Can you reproduce the items below with every "Result" changed to "Output" and everything else unchanged, omitting the pictures?
--- BEGIN DATA RECORDS ---
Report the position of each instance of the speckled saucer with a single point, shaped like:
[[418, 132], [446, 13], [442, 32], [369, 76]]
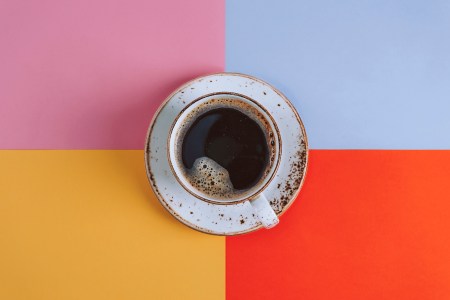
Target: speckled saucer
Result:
[[237, 218]]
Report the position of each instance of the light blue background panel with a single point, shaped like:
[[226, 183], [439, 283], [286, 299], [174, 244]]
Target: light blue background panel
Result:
[[362, 74]]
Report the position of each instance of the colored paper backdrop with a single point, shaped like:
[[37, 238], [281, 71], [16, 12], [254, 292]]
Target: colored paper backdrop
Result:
[[80, 81]]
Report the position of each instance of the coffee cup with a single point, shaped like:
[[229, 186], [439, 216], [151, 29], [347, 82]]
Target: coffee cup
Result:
[[225, 148]]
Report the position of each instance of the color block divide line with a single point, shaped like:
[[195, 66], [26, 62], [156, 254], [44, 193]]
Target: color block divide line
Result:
[[367, 225], [85, 225]]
--- END DATA RECORDS ---
### FULL SOLUTION:
Report the position of each instance of the speckled saucer with a single point, shaped like:
[[418, 132], [446, 13], [442, 32], [369, 76]]
Target: speckled saucer
Output:
[[237, 218]]
Report the position of each instance of the light blue background panel with a single point, shaped like:
[[226, 183], [439, 283], [286, 299], [174, 244]]
Target: light blue background panel
Output:
[[362, 74]]
Report the position of each instance of the colored paper backdrop with a single point, shaped like:
[[37, 238], [281, 71], [16, 12], [254, 292]]
Target: colored paper backdrop
Output:
[[80, 81]]
Report the position of each instance of the coffee cup with a single point, shaped like:
[[229, 186], [439, 216], [151, 29], [347, 82]]
Target: coffee cup
Output:
[[225, 148]]
Report the position of each instance of the color block divide line with a single point, shaped like:
[[195, 66], [26, 62], [156, 254], [44, 193]]
Target: color block divide line
Output:
[[367, 225], [85, 225]]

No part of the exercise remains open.